SOURCE MATERIAL Block Start
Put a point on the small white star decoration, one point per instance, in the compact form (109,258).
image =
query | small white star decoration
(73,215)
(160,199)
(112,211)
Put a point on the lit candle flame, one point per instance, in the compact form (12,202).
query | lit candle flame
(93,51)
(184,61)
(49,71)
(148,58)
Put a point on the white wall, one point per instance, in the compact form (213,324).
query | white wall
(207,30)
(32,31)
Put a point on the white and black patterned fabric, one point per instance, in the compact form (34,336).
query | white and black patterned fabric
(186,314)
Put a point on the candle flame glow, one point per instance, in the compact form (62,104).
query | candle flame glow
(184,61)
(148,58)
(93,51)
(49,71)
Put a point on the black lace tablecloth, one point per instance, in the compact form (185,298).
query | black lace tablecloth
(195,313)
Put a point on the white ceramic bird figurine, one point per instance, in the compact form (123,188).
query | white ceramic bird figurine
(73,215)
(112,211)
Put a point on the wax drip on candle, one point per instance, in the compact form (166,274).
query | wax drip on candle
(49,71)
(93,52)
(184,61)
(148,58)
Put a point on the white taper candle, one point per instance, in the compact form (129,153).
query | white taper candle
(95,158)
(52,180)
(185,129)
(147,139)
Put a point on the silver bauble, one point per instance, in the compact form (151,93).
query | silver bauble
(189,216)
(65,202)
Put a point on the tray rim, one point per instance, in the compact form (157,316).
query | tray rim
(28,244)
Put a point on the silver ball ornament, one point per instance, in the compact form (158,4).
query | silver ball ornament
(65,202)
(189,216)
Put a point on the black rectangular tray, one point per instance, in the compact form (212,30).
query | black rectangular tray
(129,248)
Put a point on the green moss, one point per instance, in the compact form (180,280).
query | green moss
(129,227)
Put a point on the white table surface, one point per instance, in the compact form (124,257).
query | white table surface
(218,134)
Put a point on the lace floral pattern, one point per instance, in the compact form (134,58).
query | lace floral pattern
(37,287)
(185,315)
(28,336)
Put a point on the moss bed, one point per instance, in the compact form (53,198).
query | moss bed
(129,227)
SOURCE MATERIAL Block End
SOURCE MATERIAL Block Start
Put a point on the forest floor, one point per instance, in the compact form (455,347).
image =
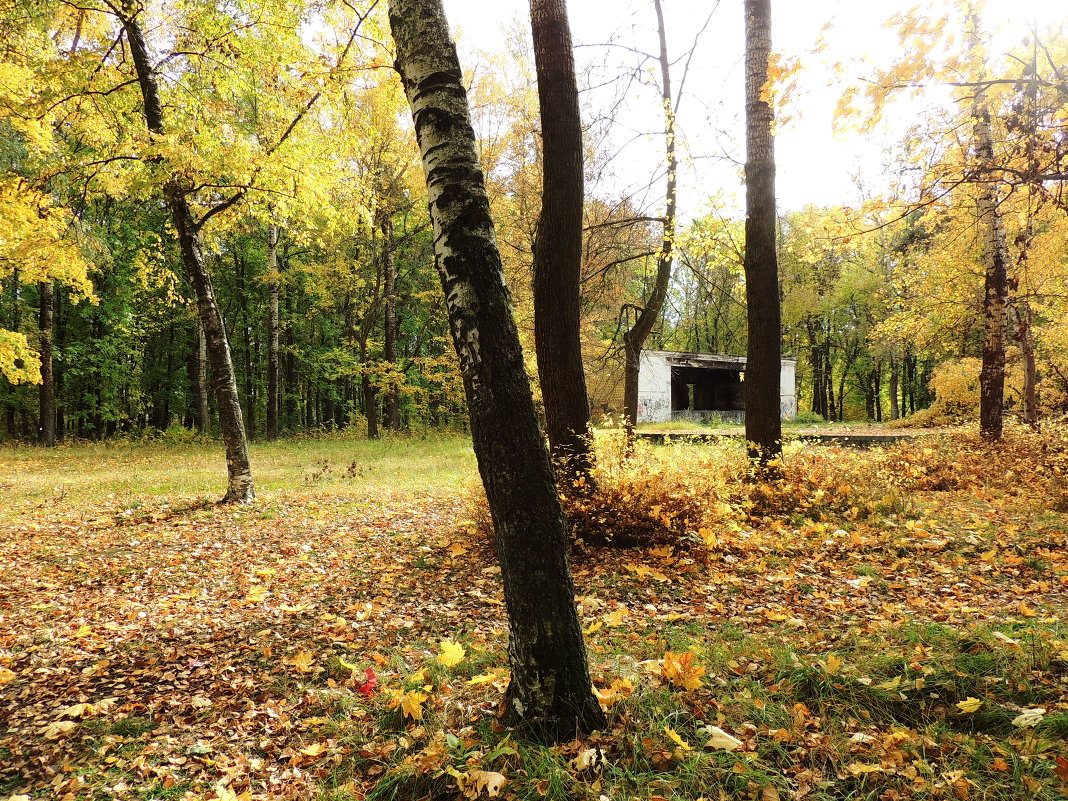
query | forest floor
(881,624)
SOURCE MATERIAL Block End
— WHAT TO PRODUCE —
The entries above hold the needed span. Transcribe exactly the lines from the one with "Put a point on the white wall, one" to the one with "Put a point on the white ceramic", both included.

— ANSWER TO THIS PROBLEM —
Put a point on the white wall, one point per instance, in the compact form (213,324).
query | white wall
(207,30)
(32,31)
Put a point on the white and black patterned fabric, one point per instance, in the compact form (34,336).
query | white and black patterned fabric
(186,314)
Put a point on the candle flame glow, one point per instance, in the compact form (62,104).
query | candle flame glow
(184,61)
(148,58)
(93,51)
(49,71)
Put a point on the black lace tablecloth, one point per instance, in the compact form (185,298).
query | black lace tablecloth
(195,313)
Put a point on the white ceramic bird figurine, one point per instance, in the compact form (123,188).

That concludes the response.